Challenge
Find the line containing "Pick out the shadow" in the material below; copy that line and all following lines exactly.
━━ Extracted data ━━
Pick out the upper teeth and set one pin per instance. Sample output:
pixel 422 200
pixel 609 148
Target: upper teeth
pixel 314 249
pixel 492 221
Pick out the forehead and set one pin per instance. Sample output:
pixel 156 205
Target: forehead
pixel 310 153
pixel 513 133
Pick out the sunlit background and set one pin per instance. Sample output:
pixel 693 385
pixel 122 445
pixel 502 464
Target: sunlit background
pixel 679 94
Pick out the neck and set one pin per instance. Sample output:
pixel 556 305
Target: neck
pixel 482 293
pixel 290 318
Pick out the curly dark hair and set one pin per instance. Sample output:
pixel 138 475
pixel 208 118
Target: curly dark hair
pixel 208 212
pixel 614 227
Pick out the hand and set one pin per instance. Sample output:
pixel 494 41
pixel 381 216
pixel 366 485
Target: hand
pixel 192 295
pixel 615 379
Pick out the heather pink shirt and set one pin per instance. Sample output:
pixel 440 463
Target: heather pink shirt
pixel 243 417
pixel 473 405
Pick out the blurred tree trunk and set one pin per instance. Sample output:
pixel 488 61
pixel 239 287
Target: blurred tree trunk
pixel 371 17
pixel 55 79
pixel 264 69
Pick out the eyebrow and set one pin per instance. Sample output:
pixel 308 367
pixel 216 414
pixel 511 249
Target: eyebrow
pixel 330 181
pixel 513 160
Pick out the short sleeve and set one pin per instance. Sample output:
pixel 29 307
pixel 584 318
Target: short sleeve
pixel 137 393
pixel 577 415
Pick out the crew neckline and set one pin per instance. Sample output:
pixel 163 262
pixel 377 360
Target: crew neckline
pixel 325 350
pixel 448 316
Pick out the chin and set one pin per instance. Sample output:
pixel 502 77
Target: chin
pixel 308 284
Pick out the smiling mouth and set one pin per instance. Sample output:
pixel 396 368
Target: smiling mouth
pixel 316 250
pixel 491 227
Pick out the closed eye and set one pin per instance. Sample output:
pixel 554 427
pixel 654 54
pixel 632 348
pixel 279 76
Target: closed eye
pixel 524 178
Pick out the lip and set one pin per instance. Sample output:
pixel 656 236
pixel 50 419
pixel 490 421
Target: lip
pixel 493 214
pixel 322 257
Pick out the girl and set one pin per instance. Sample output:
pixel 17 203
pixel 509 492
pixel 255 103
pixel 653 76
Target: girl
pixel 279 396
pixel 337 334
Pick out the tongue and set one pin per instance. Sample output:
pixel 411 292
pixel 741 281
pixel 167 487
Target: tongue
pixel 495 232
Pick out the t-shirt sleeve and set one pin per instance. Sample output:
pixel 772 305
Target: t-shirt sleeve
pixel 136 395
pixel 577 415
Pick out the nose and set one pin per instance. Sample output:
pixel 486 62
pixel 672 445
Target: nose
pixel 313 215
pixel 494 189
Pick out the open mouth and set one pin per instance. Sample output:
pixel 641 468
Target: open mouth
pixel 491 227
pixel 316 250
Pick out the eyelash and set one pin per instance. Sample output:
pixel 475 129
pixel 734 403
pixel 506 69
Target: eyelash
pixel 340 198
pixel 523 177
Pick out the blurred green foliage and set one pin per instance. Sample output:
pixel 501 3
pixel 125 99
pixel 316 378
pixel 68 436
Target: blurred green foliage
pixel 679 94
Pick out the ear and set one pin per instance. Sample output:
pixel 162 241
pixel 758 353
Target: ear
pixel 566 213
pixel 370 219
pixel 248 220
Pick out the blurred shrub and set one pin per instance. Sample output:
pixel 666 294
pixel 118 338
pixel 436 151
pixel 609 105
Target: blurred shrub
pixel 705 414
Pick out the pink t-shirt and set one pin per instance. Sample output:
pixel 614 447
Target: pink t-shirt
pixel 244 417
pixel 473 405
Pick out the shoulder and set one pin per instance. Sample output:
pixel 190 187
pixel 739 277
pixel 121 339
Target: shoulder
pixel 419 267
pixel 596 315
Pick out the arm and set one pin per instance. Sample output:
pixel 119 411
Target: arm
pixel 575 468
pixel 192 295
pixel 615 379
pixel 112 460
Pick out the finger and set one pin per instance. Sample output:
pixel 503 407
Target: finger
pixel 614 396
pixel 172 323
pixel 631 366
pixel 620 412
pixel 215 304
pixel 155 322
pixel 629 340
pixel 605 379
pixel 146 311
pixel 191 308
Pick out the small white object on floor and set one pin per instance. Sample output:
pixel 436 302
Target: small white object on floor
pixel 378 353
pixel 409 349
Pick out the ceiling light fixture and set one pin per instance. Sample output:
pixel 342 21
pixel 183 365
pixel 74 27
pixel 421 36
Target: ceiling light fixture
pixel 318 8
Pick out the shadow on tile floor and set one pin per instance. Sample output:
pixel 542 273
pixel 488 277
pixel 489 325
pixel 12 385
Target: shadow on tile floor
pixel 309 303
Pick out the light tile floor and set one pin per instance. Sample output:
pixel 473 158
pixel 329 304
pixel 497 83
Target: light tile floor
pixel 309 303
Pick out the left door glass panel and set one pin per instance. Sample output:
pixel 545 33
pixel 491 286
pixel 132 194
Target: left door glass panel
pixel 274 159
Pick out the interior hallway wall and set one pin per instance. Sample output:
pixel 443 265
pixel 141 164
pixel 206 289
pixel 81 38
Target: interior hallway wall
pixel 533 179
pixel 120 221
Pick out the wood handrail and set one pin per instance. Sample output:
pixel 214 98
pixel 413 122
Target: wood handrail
━━━
Response for this exercise
Pick out the shadow on tile floor and set one pin per instance. Sample output:
pixel 542 273
pixel 488 277
pixel 489 325
pixel 12 385
Target: shadow on tile floor
pixel 309 303
Pick out the light tile floor and set one pin per instance. Sample output:
pixel 473 158
pixel 329 304
pixel 497 83
Target: light tile floor
pixel 309 303
Pick out the left door glass panel and set one pin per instance. Sample output:
pixel 545 33
pixel 491 286
pixel 132 194
Target: left door glass panel
pixel 274 159
Pick out the interior hallway wall and set one pin per instance. Sample output:
pixel 443 265
pixel 141 164
pixel 206 289
pixel 81 38
Target: interior hallway wall
pixel 533 179
pixel 120 221
Pick out the wood handrail and set one pin per instance. Sample output:
pixel 214 98
pixel 413 122
Target: wood handrail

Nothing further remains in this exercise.